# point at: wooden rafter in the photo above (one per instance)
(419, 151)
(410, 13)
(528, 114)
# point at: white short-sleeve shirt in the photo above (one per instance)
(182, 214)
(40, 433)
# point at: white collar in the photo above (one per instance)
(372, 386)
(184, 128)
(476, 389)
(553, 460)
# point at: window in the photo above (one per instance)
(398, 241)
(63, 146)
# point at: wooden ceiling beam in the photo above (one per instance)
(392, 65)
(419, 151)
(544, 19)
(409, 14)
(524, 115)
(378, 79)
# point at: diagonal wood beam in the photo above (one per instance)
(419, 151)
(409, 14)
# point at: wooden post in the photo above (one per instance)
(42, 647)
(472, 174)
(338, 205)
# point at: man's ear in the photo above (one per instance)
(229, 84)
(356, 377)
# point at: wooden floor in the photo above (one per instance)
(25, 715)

= = = =

I would like the records restated exactly, with every line intact.

# point at: wooden rafter in the photo above (one per instance)
(419, 151)
(410, 13)
(528, 114)
# point at: white short-sleeve shirt in the photo above (one per instance)
(182, 214)
(40, 433)
# point at: white collar in the photo above (one per instance)
(372, 386)
(184, 128)
(476, 389)
(553, 460)
# point at: window in the photo above (one per instance)
(398, 241)
(63, 146)
# point at: wooden ceiling beam in the photo above (one per instance)
(392, 65)
(419, 151)
(544, 19)
(409, 14)
(524, 115)
(378, 79)
# point at: diagonal wood beam in the photo above (one per instance)
(419, 151)
(409, 14)
# point at: wooden post in the photo above (one per instance)
(42, 647)
(472, 174)
(338, 205)
# point at: man's ear in the photo above (one per instance)
(229, 84)
(356, 377)
# point at: wooden floor in the photo above (one per instance)
(25, 715)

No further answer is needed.